**Text section:**
━━━━

The county of Finnmark

The county of Troms

Spoken by the Kven people, the Kven language is a Finnic language, closely related to Finnish, and spoken by between 5,000 and 8,000 people (equivalent of up to 0.15% of the population) in northeastern Norway, particularly in Tromsø (in Troms county) and also in Finnmark county. Mirroring the situation of Meänkieli in Sweden, Kven is sometimes considered to be a dialect of Finnish, and has a large degree of mutual intelligibility with the language.

==Romani==
The Romani people are a traditionally travelling people with roots/heritage from India, and today are spread across all of Europe.

The Romani language, an Indo-European, Indo-Aryan language (related to other languages spoken in India today), is split into a great number of dialects. Two of these, Tavringer Romani and Vlax Romani, are spoken in Norway, by populations of 6,000 and 500, respectively.

Scandoromani is another Romani dialect indigenous to Norway, as well as Sweden. It is spoken by Romanisæl (Tater) Travellers. Because of the wandering nature of the Romani people, there is no geographic stronghold of the Romani language in Norway.

==Norwegian Traveller (Rodi)==
Spoken by the Indigenous Norwegian Travellers, a traditionally Itinerant population who almost exclusively inhabit Southwestern and Southern Norway which have a mixture from Romanisæl, also known as Tater (Norwegian & Swedish Romani) and Yeniche (German Traveller) populations.

━━━━

**Dataset extract:**
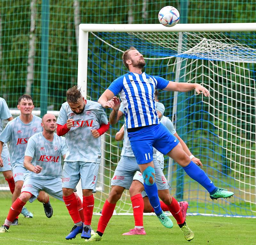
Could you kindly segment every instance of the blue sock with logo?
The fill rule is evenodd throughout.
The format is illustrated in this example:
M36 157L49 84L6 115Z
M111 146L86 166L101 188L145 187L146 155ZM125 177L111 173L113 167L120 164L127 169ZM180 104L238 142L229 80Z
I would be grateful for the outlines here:
M187 166L183 168L188 175L201 185L203 186L210 194L214 193L218 188L209 178L203 170L191 161Z
M150 186L148 186L144 183L145 191L148 197L149 202L153 207L156 214L157 215L162 213L162 209L160 205L160 202L158 198L157 187L156 183Z

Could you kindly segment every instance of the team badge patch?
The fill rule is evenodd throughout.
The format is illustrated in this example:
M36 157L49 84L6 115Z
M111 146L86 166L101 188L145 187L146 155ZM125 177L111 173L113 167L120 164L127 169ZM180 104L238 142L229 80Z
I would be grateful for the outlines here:
M148 83L152 83L152 81L151 80L151 79L150 78L147 78L147 81Z

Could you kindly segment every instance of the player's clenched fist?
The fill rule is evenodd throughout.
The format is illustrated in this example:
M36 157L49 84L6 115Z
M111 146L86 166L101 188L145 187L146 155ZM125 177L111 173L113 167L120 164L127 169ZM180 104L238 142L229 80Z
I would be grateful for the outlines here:
M99 138L100 137L100 133L96 129L91 130L91 131L92 132L92 136L94 138Z
M67 127L68 129L70 129L73 126L74 124L74 120L69 118L67 120Z
M34 168L34 172L36 174L39 174L41 172L43 168L39 165L36 165Z

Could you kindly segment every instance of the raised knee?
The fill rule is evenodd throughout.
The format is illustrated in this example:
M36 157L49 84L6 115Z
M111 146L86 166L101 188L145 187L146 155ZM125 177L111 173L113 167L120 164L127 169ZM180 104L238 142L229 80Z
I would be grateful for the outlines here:
M73 189L69 188L62 188L62 192L63 195L65 196L69 196L73 193Z
M155 169L150 166L148 166L143 171L142 175L145 184L148 186L152 186L155 182Z
M121 191L119 190L112 189L108 199L109 202L111 203L117 202L117 201L121 198L122 194L123 191Z

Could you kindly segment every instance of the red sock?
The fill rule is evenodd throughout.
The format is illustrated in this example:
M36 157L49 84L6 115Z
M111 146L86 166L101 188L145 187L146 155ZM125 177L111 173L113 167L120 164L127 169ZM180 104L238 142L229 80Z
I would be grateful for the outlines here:
M143 210L144 209L144 202L141 194L138 194L131 198L135 225L143 226Z
M178 225L183 224L185 220L182 217L180 207L177 200L173 197L172 197L172 201L171 205L169 205L167 207L172 216L177 221L177 223Z
M15 189L15 182L14 182L13 177L12 177L9 179L5 179L5 180L8 182L10 191L11 191L12 194L14 191L14 189Z
M83 203L79 196L77 199L77 208L78 208L78 211L79 212L79 215L81 218L82 222L84 223L84 211L83 210Z
M94 207L94 197L92 194L89 196L83 196L83 208L84 217L84 225L91 225Z
M161 206L161 208L163 211L169 211L169 209L168 207L166 206L166 205L163 201L160 201L160 206ZM151 210L151 213L154 213L155 212L154 209L152 208L152 210Z
M63 196L63 200L74 223L82 221L78 211L77 201L74 192L69 196Z
M12 222L20 213L22 208L26 204L26 202L23 202L18 197L12 204L6 219Z
M103 205L102 209L101 216L100 218L98 223L98 227L97 231L104 233L104 231L107 227L108 223L113 215L113 212L116 207L116 203L110 203L106 200L105 203Z

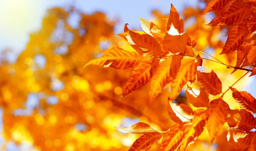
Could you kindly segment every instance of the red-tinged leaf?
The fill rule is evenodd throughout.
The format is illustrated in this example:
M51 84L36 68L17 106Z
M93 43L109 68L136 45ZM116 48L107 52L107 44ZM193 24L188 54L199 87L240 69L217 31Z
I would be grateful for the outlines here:
M253 66L253 70L252 71L252 73L249 76L254 76L255 75L256 75L256 64Z
M145 20L140 17L140 25L143 31L146 33L153 36L151 32L154 33L160 33L161 31L157 26L152 22Z
M186 43L185 33L179 35L172 35L166 33L163 39L163 49L172 53L184 53Z
M144 134L137 139L130 148L129 151L148 151L162 137L163 134L153 132Z
M169 103L170 106L168 106L168 113L172 120L181 124L191 122L194 117L192 109L183 103L179 105L171 101L169 101Z
M236 148L246 149L253 138L254 132L245 133L235 129L228 129L227 142Z
M255 128L256 121L253 116L246 110L230 110L227 114L226 121L230 127L246 131Z
M237 50L237 60L236 61L236 67L239 67L241 66L243 62L246 57L249 50L251 48L252 45L253 45L251 44L245 43L242 45L240 49ZM233 73L237 70L237 69L234 69L232 73Z
M162 90L166 84L174 79L170 75L170 67L173 67L173 64L172 64L172 58L175 58L175 57L169 58L161 62L159 65L157 73L152 78L149 91L149 105L158 94L162 92Z
M181 143L180 151L186 151L187 146L194 143L204 131L204 127L208 117L208 114L204 110L199 109L194 111L193 123L188 126L184 131L186 134Z
M155 74L159 66L159 60L151 59L140 63L131 73L122 97L127 95L147 84Z
M254 64L256 63L256 46L253 47L249 50L244 62L247 62L246 65ZM243 65L242 66L244 66Z
M249 31L253 33L256 31L256 14L254 13L250 15L246 19L246 20Z
M209 3L202 14L204 14L212 11L224 8L233 0L212 0Z
M210 73L196 71L196 75L198 85L208 93L216 95L221 93L221 82L213 70Z
M209 103L209 95L202 88L197 90L188 85L185 92L188 101L195 107L207 107Z
M196 65L198 66L202 66L203 65L203 59L201 59L201 57L199 54L198 54L197 57L195 59L196 61Z
M211 26L218 25L233 25L241 24L252 13L250 6L235 1L230 5L220 16L214 18L208 24Z
M174 27L179 31L180 34L184 32L183 20L180 17L179 13L172 4L171 4L170 14L167 22L167 31L170 29L172 24L173 24Z
M256 43L256 34L254 35L249 39L244 39L242 41L246 42L255 44Z
M249 146L248 147L248 148L247 149L247 151L256 151L256 134L254 134L253 135L253 137L251 141Z
M125 25L124 31L128 43L138 53L145 56L161 56L161 46L152 36L147 34L140 35L129 30L127 24Z
M152 132L161 133L149 125L143 122L138 123L130 127L116 128L123 133L146 134Z
M171 85L171 94L169 98L169 100L173 101L179 95L182 87L187 82L193 82L195 80L196 67L195 59L186 58L182 60L177 77Z
M166 84L176 78L182 58L179 56L174 56L160 64L157 73L151 81L148 98L149 105Z
M225 115L222 109L222 104L224 103L227 103L221 98L211 101L211 108L208 110L209 117L206 123L206 127L211 144L212 144L215 137L226 122Z
M172 126L170 130L165 133L160 146L160 151L176 151L178 148L184 137L184 131L178 128Z
M233 92L233 98L242 109L244 109L252 113L256 113L256 99L250 94L245 91L238 91L230 87Z
M242 42L241 40L246 38L249 34L248 28L241 24L234 26L229 32L227 39L220 53L227 53L240 49Z
M98 59L91 60L84 67L89 64L98 65L102 67L125 69L137 65L143 60L148 59L136 52L130 52L118 47L114 47Z

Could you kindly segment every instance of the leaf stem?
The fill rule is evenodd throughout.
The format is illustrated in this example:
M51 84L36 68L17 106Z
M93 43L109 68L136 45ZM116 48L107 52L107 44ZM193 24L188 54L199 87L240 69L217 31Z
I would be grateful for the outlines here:
M230 87L227 90L226 90L226 91L225 91L225 92L224 92L224 93L223 93L223 94L222 94L222 95L221 96L221 97L220 97L220 98L222 98L223 97L223 96L224 96L224 95L230 89L230 88L232 87L233 87L235 84L236 84L236 83L237 83L237 82L238 82L242 78L243 78L244 76L245 76L247 74L248 74L248 73L249 73L250 72L250 71L247 71L246 73L245 73L245 74L244 74L244 75L243 75L243 76L242 76L241 77L240 77L240 78L239 78L239 79L238 79L238 80L237 80L236 82L235 82L235 83L234 83L233 84L232 84L232 85L231 87Z
M209 54L208 54L208 53L206 53L206 52L204 52L204 51L203 51L200 50L199 50L199 49L197 49L197 48L193 48L193 47L191 47L191 46L190 46L190 47L191 47L191 48L192 48L192 49L194 49L194 50L198 50L198 51L199 52L201 52L201 53L204 53L204 54L205 54L206 55L208 55L208 56L210 56L211 57L212 57L212 58L213 58L213 59L215 59L216 60L217 60L217 61L218 61L219 62L220 62L220 63L222 63L222 64L224 64L223 62L221 62L221 61L220 61L220 60L219 60L219 59L217 59L217 58L216 58L214 57L214 56L212 56L212 55L210 55Z

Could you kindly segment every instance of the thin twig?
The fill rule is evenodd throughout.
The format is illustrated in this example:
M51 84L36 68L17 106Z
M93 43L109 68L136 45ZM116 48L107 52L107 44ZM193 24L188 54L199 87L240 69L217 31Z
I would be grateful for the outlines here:
M244 75L243 75L243 76L242 76L241 77L240 77L240 78L239 78L238 80L237 80L235 83L234 83L233 84L232 84L232 85L231 87L230 87L227 90L226 90L226 91L225 91L225 92L224 92L224 93L223 93L223 94L222 94L222 95L221 96L221 97L220 97L220 98L222 98L223 97L223 96L230 89L230 88L232 87L233 87L235 84L236 84L236 83L237 83L237 82L238 82L242 78L243 78L244 76L245 76L247 74L248 74L248 73L249 73L250 72L250 71L247 71L246 73L245 73L245 74L244 74Z

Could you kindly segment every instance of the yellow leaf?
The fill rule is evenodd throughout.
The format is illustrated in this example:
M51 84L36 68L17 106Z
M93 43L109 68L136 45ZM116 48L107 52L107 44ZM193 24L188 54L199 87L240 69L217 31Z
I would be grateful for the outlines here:
M168 112L172 120L179 123L191 122L194 113L189 106L183 103L180 105L175 104L172 101L169 101L169 103L170 106L168 106Z
M146 134L154 132L161 133L160 131L155 128L143 122L138 123L130 127L116 128L123 133Z
M163 134L157 132L144 134L134 143L129 151L148 151L162 136Z
M143 60L149 58L144 57L136 52L114 47L99 58L91 60L84 67L89 64L94 64L102 67L125 69L134 67Z
M241 108L252 113L256 113L256 99L250 94L245 91L239 92L235 88L230 87L233 92L233 98Z
M209 103L209 95L204 89L197 90L187 86L185 92L187 99L193 106L196 107L207 107Z
M129 30L127 24L124 31L129 44L139 53L148 56L161 56L160 45L152 36L147 34L140 35Z
M198 85L208 93L216 95L221 93L221 82L213 70L210 73L197 71L196 75Z
M147 84L159 66L159 60L151 59L139 64L131 73L126 83L123 97Z
M171 94L169 96L170 100L173 101L175 99L187 82L195 81L196 70L196 63L195 59L186 58L182 60L177 77L171 85Z

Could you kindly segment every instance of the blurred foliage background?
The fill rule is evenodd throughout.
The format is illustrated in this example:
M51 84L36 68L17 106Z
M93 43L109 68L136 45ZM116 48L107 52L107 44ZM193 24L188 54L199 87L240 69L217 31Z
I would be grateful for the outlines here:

━━━━

**Problem description:**
Reproduce the passage on minority languages in Norway from "The county of Finnmark" to "all of Europe.".

**Problem solution:**
The county of Finnmark

The county of Troms

Spoken by the Kven people, the Kven language is a Finnic language, closely related to Finnish, and spoken by between 5,000 and 8,000 people (equivalent of up to 0.15% of the population) in northeastern Norway, particularly in Tromsø (in Troms county) and also in Finnmark county. Mirroring the situation of Meänkieli in Sweden, Kven is sometimes considered to be a dialect of Finnish, and has a large degree of mutual intelligibility with the language.

==Romani==
The Romani people are a traditionally travelling people with roots/heritage from India, and today are spread across all of Europe.